* Task description *
List every line in the records below that contains the string "segment". Matching is case-sensitive.

* Supplied data *
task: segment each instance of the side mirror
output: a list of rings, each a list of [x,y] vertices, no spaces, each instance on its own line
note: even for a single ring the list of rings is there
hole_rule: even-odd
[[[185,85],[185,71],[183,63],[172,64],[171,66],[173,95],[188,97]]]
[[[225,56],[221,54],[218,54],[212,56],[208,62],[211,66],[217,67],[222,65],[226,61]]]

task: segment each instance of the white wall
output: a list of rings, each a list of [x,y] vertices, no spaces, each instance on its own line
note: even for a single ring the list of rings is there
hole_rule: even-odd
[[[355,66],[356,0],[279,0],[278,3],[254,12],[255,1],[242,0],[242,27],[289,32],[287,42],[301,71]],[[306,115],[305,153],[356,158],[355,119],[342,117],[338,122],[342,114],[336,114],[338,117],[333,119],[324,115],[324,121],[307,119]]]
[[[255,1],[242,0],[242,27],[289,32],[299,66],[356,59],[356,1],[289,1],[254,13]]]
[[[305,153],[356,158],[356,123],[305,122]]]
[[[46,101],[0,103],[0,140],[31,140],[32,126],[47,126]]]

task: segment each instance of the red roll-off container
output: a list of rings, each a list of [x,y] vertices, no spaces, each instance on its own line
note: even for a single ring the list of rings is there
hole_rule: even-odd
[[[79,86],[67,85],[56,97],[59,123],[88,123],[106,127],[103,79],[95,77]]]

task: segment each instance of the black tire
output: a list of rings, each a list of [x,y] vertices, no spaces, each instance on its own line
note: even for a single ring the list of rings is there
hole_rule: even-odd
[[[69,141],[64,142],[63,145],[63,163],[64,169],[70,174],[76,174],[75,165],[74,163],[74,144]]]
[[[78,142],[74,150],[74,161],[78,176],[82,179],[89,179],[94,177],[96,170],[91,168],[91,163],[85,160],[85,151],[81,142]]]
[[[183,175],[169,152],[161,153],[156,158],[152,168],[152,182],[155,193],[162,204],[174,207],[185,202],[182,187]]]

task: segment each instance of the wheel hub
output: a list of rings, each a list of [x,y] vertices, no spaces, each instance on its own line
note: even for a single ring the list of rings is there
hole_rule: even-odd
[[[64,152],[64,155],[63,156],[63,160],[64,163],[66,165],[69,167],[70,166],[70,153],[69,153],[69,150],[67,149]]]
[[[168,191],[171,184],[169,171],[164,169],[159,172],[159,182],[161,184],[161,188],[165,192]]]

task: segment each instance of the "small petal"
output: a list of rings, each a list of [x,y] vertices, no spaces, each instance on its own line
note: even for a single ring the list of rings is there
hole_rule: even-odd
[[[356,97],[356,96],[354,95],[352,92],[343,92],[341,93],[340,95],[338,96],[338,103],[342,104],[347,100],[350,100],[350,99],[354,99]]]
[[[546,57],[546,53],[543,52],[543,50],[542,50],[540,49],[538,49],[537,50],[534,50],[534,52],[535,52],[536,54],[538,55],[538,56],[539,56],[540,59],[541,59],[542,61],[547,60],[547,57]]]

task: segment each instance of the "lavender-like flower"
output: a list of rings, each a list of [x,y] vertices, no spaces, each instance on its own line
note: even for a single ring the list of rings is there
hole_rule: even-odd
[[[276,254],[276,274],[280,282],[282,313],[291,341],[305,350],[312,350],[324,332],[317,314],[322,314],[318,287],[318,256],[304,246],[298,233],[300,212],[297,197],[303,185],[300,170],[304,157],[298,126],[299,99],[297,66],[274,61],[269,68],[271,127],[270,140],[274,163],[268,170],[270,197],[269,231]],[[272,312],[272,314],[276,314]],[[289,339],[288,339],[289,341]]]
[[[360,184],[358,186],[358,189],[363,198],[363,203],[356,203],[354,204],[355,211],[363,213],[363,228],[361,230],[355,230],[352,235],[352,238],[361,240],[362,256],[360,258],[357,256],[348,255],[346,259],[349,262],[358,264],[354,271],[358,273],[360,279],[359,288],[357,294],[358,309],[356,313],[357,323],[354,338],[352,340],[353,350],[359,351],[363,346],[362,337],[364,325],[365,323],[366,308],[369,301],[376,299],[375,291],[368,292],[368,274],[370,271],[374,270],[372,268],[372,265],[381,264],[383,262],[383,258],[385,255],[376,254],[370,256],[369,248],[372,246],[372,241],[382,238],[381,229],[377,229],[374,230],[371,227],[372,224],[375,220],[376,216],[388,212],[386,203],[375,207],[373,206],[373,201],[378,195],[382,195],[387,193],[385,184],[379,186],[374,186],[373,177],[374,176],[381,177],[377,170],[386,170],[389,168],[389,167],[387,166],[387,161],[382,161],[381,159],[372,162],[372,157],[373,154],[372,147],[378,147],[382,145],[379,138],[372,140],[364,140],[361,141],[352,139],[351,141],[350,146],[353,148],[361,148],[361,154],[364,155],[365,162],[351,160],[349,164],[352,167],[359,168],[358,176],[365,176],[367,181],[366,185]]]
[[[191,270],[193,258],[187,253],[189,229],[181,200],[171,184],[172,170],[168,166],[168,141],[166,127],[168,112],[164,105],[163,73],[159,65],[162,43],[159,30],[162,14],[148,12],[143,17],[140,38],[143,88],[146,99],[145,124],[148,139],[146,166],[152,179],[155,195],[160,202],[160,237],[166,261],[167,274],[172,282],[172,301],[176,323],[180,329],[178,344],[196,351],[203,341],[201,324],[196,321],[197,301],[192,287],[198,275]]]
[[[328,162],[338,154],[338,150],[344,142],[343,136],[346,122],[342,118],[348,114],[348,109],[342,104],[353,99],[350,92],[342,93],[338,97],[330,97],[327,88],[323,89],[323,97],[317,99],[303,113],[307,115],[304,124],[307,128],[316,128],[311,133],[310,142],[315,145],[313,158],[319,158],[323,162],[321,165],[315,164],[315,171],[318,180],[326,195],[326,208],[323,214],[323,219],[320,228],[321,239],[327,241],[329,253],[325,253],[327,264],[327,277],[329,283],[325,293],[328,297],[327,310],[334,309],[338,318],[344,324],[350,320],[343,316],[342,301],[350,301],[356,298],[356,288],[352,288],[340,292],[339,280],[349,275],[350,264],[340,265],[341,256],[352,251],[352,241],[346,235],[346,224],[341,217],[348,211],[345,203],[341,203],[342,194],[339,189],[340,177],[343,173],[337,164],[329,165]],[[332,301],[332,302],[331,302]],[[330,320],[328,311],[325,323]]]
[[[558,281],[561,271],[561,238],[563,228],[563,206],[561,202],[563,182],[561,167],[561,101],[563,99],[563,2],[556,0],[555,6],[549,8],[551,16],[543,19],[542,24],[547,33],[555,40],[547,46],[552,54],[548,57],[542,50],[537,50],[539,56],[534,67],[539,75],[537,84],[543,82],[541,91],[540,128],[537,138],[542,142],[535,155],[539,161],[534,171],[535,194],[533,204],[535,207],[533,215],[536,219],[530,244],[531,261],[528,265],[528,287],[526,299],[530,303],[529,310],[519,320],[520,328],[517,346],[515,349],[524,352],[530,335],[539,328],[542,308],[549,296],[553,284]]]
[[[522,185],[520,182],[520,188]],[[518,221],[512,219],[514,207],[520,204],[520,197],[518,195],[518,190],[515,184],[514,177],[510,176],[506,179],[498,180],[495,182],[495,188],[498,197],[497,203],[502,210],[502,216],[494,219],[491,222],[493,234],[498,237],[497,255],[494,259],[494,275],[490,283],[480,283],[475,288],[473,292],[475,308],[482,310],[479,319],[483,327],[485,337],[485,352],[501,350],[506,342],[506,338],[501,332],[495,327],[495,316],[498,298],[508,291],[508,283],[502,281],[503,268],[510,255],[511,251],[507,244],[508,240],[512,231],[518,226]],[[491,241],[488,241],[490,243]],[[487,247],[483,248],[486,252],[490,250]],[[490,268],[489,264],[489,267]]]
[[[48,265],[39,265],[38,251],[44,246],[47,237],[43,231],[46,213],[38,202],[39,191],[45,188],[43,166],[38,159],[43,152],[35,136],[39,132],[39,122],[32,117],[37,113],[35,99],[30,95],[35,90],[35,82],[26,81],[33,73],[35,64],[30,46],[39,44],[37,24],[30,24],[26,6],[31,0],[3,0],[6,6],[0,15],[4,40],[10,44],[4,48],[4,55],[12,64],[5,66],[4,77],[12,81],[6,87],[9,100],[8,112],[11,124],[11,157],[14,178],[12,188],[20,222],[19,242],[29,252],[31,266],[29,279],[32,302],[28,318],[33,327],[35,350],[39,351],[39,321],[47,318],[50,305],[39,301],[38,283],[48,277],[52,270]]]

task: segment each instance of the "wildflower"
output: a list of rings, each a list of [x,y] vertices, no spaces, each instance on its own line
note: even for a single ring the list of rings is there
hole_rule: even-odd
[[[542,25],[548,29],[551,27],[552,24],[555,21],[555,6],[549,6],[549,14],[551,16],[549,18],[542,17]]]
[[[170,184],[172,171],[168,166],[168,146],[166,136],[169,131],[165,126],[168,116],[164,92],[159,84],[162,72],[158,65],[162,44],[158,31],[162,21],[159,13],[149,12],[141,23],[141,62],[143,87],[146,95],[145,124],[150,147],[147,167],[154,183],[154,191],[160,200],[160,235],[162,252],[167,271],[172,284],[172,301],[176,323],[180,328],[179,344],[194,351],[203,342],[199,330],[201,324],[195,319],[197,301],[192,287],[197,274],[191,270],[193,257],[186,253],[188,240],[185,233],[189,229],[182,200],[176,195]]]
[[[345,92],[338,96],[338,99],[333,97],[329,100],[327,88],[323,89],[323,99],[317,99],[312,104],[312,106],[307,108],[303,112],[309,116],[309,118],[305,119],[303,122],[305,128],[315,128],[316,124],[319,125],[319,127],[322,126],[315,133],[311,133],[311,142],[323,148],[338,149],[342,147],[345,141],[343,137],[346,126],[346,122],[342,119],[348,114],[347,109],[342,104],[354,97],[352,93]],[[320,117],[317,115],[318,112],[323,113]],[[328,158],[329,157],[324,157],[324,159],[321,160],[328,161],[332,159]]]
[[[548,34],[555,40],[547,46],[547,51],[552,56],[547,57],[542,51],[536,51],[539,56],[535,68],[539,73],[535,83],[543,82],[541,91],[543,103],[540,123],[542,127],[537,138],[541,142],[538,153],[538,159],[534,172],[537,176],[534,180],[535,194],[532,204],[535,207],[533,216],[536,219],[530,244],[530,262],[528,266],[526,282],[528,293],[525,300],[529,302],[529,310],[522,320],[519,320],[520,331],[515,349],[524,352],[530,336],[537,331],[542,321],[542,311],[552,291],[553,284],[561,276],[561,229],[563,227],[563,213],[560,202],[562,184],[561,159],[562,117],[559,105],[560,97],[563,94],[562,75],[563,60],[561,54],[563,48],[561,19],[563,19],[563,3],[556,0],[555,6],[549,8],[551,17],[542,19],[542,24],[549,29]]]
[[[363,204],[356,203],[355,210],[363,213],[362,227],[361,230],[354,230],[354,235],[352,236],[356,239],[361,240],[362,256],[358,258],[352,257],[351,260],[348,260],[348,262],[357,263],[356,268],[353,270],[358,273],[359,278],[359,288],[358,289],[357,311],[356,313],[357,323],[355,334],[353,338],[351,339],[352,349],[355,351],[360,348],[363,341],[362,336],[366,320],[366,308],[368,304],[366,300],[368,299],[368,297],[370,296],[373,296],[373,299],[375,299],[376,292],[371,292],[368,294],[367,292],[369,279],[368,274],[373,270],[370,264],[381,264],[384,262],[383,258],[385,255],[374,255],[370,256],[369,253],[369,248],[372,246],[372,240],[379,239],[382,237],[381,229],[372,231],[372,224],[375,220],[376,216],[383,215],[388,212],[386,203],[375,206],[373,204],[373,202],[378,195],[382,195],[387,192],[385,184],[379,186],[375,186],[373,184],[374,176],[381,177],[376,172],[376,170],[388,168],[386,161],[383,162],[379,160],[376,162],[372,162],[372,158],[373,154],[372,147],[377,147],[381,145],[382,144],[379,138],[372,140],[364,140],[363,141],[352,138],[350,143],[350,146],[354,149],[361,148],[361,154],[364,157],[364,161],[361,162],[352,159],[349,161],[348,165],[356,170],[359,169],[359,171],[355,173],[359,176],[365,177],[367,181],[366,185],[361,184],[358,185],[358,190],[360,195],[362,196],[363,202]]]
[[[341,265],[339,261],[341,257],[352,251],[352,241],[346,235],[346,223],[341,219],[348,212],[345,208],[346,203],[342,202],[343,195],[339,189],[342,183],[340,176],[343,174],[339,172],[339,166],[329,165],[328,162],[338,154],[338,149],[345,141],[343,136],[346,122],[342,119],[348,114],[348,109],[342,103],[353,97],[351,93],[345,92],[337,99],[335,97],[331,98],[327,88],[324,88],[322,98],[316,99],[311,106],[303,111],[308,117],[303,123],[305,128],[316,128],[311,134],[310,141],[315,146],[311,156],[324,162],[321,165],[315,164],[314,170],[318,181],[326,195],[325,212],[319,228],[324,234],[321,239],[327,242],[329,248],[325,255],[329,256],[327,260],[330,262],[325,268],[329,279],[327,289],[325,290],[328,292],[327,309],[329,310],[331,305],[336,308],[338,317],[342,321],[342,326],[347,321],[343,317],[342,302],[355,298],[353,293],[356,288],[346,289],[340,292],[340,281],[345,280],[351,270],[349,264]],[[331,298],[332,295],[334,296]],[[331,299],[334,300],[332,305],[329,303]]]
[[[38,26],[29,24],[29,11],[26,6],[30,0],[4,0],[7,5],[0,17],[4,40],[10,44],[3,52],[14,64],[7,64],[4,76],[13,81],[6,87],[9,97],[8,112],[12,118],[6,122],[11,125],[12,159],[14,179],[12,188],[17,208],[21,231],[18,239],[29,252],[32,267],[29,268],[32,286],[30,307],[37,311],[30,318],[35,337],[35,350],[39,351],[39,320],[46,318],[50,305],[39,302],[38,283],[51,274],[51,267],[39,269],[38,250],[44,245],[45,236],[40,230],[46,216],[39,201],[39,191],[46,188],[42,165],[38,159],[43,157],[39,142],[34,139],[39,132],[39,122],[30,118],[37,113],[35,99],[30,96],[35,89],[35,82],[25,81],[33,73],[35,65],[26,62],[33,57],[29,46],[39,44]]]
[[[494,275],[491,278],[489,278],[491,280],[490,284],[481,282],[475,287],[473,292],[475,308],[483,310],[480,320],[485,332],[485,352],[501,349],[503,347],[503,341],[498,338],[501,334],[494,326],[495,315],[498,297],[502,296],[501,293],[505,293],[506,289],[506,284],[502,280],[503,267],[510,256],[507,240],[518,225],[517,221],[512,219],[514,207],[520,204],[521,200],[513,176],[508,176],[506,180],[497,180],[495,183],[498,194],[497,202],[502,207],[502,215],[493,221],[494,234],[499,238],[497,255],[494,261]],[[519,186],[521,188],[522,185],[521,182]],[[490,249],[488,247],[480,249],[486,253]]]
...
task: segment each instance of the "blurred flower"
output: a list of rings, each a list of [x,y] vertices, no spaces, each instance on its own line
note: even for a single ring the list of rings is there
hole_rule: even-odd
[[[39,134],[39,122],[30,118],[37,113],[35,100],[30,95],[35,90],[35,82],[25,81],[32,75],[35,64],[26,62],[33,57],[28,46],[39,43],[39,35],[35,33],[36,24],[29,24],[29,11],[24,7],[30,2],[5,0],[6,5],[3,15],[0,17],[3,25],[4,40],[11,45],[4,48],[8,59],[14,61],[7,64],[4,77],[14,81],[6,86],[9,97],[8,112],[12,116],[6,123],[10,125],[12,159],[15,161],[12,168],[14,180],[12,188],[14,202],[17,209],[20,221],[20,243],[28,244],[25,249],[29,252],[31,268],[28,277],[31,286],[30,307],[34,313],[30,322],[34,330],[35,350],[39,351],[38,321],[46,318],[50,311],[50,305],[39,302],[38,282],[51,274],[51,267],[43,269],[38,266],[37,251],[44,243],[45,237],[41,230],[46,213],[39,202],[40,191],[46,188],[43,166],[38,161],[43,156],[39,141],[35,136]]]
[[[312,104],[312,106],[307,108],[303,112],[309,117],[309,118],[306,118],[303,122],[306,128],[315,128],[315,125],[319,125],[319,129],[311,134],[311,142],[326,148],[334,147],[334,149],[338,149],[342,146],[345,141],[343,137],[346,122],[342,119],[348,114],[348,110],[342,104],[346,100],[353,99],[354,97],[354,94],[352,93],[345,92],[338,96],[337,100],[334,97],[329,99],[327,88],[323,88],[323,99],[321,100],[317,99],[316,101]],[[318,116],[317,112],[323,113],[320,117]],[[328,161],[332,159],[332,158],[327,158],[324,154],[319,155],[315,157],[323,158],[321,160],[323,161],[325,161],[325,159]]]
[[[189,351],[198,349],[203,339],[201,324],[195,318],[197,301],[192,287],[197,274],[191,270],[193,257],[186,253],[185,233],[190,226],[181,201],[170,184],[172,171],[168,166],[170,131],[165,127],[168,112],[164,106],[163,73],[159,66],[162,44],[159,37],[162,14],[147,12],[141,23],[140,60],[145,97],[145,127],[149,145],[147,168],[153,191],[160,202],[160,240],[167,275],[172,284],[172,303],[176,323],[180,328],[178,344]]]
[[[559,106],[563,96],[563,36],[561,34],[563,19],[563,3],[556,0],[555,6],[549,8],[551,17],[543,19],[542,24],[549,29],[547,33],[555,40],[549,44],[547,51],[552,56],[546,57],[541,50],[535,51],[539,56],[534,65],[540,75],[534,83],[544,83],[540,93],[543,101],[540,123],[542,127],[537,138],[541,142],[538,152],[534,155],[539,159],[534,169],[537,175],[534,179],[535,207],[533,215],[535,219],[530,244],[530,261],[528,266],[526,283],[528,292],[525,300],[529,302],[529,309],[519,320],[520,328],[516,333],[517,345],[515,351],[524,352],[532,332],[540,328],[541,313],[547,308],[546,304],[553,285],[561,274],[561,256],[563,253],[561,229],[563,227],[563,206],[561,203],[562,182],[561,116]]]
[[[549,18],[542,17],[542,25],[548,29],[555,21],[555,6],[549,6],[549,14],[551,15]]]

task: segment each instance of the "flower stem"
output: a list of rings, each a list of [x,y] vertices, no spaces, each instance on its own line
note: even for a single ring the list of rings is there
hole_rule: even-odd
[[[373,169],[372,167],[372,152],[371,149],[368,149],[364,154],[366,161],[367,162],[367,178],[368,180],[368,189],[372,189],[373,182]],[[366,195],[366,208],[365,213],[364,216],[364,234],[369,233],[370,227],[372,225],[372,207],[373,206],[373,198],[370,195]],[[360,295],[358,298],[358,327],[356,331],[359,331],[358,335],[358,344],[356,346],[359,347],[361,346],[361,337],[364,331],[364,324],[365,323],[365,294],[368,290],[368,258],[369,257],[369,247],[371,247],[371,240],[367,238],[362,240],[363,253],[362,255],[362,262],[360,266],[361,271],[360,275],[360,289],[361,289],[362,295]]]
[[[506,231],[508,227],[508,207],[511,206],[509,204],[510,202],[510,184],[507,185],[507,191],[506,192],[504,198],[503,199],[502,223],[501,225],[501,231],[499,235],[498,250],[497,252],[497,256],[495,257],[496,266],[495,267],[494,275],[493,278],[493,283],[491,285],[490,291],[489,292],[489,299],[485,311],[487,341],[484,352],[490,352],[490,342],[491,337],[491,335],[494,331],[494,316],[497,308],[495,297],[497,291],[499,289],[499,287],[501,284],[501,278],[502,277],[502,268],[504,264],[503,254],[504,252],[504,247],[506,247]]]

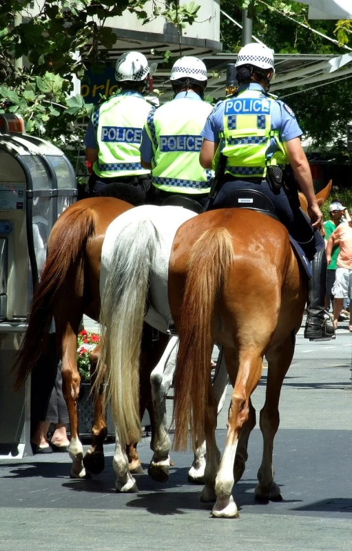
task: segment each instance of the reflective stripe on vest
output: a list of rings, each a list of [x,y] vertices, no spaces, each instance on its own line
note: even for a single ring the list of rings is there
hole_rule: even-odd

* Correct response *
task: segment each instance of the side mirror
task: segment each instance of the white wall
task: segment each instance of the red roll-off container
task: segment each instance of the black tire
task: segment each instance of the wheel hub
task: segment each instance of the "small petal"
task: segment each instance of the "lavender-like flower"
task: segment each instance of the "wildflower"
task: segment each instance of the "blurred flower"
task: segment each instance of the "flower stem"
task: segment each instance of the reflective stripe on vest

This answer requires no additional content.